8.4.2 EXPIRATION OF AGREEMENT. Upon expiration of this Agreement;
a) all SLM's rights to market and use the CW technology as set forth
in this Agreement shall cease;
b) except for existing CW inventory which contains SLM Products, all
CW's rights to use the SLM Products as set forth in this Agreement
shall cease:
c) SLM shall return to CW any CW technology that was provided by CW to
SLM in support of this Agreement;
d) SLM shall certify in writing that all archival or backup copies of
any CW technology has been deleted and destroyed;
e) SLM will continue to provide to CW quarterly reports pursuant and
to pay to CW any Royalties due in accordance with this Agreement
for a period of one (1) year following termination;
f) SLM may not add or develop any new QBORGS
g) CW may not add or develop any new CW products which include the SLM
Products.
Should SLM fail to pay any Royalties due, title to and ownership of all QBORGS
developed by SLM Clients shall revert to CW immediately.

Records supplied:
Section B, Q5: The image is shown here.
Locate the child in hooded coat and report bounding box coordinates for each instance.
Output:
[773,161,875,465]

==

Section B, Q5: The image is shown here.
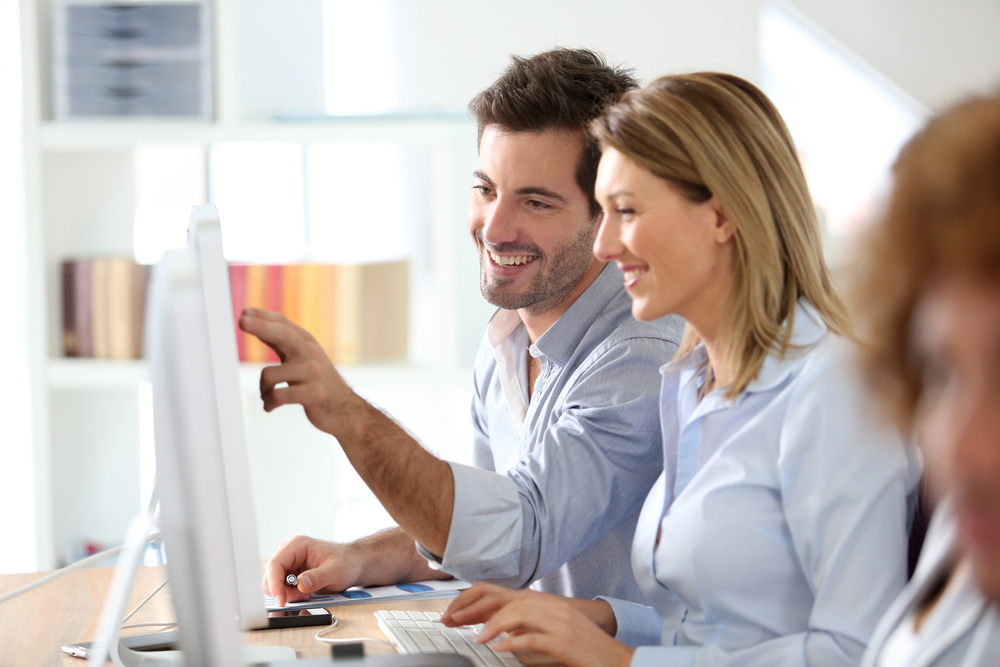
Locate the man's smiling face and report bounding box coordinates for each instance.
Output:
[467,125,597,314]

To be done:
(a) In the expiration clause:
(i) What must SLM certify in writing?
(ii) For how long after termination must SLM keep providing quarterly reports and paying royalties?
(iii) What happens to QBORGS developed by SLM Clients if SLM fails to pay royalties due?
(b) Could you write the next part of the expiration clause, starting after its final sentence?
These records have no connection to the expiration clause.

The replies:
(a)
(i) That all archival or backup copies of any CW technology have been deleted and destroyed.
(ii) One year.
(iii) Title to and ownership of them revert to CW immediately.

(b)
The termination of this Agreement, or any license thereof shall not limit CW
from pursuing any other remedies available to it, including injunctive relief,
nor shall such termination relieve SLM's obligation to pay all Royalties that
have accrued or that SLM has agreed to pay under Schedule A or any or other
similar document under this Agreement.
8.5. SURVIVAL OF TERMS. The parties' rights and obligations under Sections 1,
Sections 6, 7, 8,. 9, 10 and subsection 2.9 and 2.11 shall survive termination
of this Agreement. In addition, the provisions of this Agreement that under a
commercially reasonable interpretation reveals that the parties likely would
have such provisions survive termination or expiration of this Agreement shall
survive to the extent necessary to fulfil the purpose of such provision.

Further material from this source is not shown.